Extract to read:
The Company acquired 100% of the equity of Zhong Yuan Bio-Technology Holdings Limited on 27 October 2017. Zhong Yuan Bio-Technology Holdings Limited has not commenced any business as at the date of these financial statements.

 

On August 21, 2018, China Biotech Holdings Limited, a Delaware corporation (the “Company”), completed a redomicile merger to reorganize itself as a Cayman Islands company. Pursuant to the agreement and plan of merger dated as of November 15, 2017 (the “Merger Agreement”), the Company has merged with and into Zhong Yuan Bio-Technology Holdings Limited. an exempted company incorporated under the laws of the Cayman Islands and a wholly owned subsidiary of the Company (“ZY Cayman”), with ZY Cayman as the surviving company. Each issued and outstanding share of the common stock of the Company was converted into one ordinary share of ZY Cayman.

Records provided:
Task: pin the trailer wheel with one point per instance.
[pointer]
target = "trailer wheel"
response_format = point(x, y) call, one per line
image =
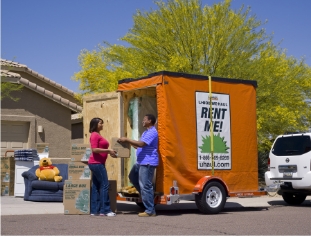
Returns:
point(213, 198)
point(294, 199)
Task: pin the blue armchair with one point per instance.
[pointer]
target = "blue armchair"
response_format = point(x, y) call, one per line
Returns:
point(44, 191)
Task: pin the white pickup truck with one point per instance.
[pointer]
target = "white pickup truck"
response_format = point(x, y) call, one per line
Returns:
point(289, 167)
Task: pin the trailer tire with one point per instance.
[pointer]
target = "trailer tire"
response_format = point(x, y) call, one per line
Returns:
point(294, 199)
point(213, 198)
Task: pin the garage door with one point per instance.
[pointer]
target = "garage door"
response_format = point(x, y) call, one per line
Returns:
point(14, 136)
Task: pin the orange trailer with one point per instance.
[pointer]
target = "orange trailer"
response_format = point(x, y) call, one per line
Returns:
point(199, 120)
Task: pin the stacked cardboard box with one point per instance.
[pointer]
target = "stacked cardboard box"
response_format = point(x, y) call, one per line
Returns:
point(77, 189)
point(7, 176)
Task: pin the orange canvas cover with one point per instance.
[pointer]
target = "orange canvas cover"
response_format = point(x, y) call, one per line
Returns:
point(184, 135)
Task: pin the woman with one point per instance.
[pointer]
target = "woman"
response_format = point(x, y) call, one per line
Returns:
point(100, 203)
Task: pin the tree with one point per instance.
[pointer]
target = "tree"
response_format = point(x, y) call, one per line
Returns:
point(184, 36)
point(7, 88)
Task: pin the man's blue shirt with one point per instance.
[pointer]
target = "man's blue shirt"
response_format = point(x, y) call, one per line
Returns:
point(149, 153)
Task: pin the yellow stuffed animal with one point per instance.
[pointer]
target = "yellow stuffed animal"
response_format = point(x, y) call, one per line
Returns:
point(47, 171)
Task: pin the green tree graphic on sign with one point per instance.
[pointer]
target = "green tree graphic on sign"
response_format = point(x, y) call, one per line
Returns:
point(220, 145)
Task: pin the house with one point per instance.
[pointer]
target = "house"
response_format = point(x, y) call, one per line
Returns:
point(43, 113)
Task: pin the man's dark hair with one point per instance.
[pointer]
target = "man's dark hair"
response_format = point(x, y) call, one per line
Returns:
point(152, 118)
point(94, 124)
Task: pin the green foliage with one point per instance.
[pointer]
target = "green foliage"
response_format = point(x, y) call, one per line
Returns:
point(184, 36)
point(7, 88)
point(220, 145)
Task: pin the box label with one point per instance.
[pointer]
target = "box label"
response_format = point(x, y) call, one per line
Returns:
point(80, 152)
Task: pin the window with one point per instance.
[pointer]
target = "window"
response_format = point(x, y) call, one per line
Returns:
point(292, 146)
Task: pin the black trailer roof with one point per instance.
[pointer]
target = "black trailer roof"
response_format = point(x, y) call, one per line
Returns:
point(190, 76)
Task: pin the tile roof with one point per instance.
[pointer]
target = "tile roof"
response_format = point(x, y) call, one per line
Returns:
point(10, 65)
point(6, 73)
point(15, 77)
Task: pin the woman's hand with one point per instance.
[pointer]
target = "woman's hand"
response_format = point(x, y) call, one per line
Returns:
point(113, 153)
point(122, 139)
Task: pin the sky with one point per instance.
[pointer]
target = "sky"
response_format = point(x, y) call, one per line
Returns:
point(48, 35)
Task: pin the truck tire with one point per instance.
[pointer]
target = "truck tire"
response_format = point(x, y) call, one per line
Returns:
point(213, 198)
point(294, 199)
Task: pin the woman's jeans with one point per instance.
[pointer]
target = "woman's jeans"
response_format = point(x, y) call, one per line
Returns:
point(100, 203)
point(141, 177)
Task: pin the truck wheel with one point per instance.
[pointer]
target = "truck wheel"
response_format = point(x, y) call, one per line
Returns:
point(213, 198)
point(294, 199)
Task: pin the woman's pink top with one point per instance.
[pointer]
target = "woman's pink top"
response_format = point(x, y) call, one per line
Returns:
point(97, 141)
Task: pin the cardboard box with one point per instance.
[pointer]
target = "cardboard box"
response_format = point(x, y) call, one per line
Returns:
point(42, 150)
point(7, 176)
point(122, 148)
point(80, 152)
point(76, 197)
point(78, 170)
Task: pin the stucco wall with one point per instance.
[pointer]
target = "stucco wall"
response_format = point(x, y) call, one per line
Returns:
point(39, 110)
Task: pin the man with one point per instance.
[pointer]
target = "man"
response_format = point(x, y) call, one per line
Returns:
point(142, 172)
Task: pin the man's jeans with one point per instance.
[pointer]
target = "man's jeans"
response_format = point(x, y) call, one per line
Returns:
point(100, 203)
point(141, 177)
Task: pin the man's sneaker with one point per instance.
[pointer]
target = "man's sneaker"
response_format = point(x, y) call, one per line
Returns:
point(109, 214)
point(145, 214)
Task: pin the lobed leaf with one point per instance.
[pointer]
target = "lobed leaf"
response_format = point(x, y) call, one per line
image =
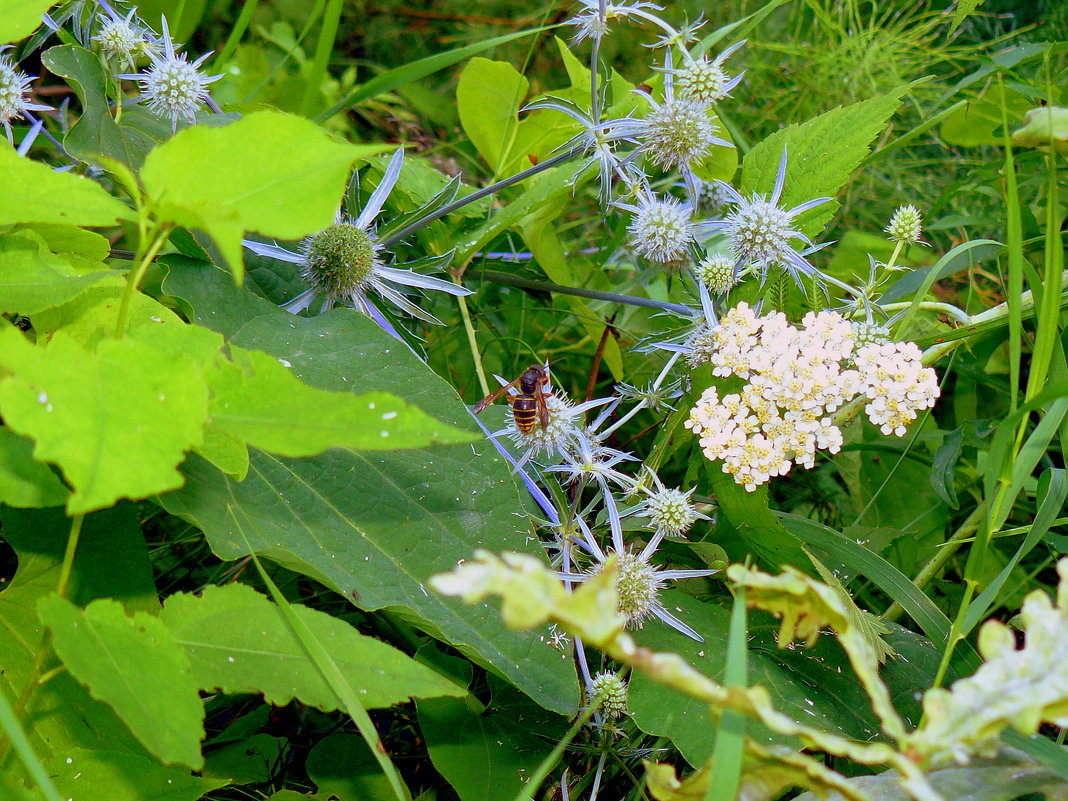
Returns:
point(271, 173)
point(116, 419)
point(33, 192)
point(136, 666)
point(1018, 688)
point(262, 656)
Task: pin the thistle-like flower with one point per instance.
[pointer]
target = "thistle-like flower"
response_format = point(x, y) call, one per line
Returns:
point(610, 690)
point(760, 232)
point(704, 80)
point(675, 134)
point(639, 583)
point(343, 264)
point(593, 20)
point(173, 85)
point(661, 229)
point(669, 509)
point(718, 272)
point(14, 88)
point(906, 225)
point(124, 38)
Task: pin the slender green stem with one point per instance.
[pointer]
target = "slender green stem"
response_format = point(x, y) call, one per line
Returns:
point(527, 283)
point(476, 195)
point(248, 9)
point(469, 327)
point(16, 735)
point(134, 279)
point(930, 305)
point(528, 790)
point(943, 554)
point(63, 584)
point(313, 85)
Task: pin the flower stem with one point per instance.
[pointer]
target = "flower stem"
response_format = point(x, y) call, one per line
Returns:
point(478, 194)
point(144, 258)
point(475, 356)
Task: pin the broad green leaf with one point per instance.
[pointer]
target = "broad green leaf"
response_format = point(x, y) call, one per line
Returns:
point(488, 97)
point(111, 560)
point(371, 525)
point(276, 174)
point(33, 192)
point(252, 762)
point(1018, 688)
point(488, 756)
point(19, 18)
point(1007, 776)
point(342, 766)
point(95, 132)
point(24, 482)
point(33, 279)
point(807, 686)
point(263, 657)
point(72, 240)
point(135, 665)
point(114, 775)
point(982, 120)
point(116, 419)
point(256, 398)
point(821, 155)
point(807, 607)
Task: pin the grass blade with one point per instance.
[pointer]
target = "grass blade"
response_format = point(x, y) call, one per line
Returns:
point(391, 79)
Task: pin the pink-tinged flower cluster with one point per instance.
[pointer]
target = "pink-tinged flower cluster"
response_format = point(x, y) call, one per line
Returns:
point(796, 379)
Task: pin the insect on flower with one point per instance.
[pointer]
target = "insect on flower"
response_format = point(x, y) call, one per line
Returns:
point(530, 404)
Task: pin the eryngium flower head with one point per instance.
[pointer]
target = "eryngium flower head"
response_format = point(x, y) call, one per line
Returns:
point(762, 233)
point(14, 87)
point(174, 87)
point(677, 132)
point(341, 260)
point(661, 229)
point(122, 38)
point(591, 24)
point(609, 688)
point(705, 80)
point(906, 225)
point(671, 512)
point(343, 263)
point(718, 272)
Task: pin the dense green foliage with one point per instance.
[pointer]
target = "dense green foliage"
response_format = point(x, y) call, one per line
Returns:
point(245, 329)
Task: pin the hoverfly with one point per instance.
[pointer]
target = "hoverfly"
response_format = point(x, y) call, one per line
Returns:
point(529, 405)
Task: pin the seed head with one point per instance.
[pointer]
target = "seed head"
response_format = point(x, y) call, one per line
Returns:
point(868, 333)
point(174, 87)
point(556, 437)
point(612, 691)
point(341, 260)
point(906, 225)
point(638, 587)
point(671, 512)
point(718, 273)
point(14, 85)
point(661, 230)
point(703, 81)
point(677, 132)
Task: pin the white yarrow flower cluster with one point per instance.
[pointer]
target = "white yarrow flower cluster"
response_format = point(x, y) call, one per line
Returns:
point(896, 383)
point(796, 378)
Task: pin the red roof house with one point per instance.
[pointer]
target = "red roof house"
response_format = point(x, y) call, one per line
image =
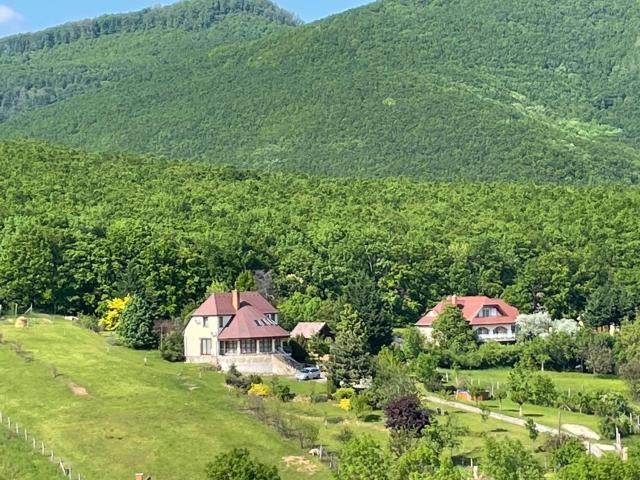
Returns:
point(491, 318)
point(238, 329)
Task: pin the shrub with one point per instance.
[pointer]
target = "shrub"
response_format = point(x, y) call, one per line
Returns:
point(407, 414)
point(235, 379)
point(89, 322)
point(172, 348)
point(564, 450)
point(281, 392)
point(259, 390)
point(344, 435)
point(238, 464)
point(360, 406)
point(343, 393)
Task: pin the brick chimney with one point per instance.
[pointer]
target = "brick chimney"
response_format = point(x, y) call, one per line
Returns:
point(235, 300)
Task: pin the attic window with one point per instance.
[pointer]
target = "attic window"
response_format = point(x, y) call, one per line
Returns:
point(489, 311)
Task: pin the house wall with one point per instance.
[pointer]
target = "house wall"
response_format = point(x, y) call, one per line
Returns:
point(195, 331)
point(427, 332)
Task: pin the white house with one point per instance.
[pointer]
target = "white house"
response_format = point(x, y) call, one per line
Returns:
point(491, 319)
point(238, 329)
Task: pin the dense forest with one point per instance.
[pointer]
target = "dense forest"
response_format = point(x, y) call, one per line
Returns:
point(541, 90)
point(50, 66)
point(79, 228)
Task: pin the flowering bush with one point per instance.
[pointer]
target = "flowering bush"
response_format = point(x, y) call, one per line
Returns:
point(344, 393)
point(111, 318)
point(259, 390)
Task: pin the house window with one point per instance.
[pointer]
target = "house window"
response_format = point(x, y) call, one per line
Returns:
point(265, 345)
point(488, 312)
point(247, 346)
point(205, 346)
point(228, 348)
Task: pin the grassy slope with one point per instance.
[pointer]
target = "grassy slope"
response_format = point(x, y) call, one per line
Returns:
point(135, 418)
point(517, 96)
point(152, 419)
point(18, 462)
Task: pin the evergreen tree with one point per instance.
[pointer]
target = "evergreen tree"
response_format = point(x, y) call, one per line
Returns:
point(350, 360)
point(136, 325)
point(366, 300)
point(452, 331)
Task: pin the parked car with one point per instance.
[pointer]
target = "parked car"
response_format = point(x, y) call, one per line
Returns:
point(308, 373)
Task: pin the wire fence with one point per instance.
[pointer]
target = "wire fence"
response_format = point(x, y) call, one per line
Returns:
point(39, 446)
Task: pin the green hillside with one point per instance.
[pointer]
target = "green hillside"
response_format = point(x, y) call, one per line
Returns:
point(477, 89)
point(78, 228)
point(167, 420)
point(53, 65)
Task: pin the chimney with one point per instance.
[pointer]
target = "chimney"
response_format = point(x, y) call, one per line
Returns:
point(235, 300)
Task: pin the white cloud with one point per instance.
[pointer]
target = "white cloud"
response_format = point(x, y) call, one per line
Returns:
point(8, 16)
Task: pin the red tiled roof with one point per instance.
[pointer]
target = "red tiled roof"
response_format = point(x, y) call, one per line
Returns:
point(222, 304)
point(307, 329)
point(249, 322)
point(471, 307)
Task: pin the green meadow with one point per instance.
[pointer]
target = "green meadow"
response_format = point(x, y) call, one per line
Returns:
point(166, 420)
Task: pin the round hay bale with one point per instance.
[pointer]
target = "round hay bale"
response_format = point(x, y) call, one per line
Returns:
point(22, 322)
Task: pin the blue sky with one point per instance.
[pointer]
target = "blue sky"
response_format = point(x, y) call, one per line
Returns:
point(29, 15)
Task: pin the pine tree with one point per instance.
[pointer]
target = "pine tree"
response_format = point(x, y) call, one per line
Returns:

Objective 1:
In the text on the company's redomicile merger, on what date did China Biotech Holdings Limited complete the merger?
Objective 2:
Extend the text on the company's redomicile merger, beginning right after its final sentence.

Task result 1:
August 21, 2018.

Task result 2:
BASIS OF PRESENTATION

 

Our consolidated financial statements are prepared in accordance with U.S. generally accepted accounting principles ("GAAP"). Our consolidated financial statements include the accounts of China Biotech Holdings Limited and our wholly owned subsidiaries. The company is consolidating its wholly owned subsidiary. All intercompany transactions and balances have been eliminated in consolidation.  Our fiscal year ends on December 31.

 

PRINCIPLES OF CONSOLIDATION

 

The accompanying consolidated financial statements are prepared in accordance with generally accepted accounting principles in the United States of America.

 

USE OF ESTIMATES

 

The preparation of unaudited condensed consolidated financial statements in conformity with GAAP requires management to make estimates and assumptions that affect the reported amounts of assets and liabilities and disclosure of contingent assets and liabilities at the date of the condensed consolidated financial statements, and the reported amounts of revenues and expenses during the reporting periods.  Actual results could differ from those estimates.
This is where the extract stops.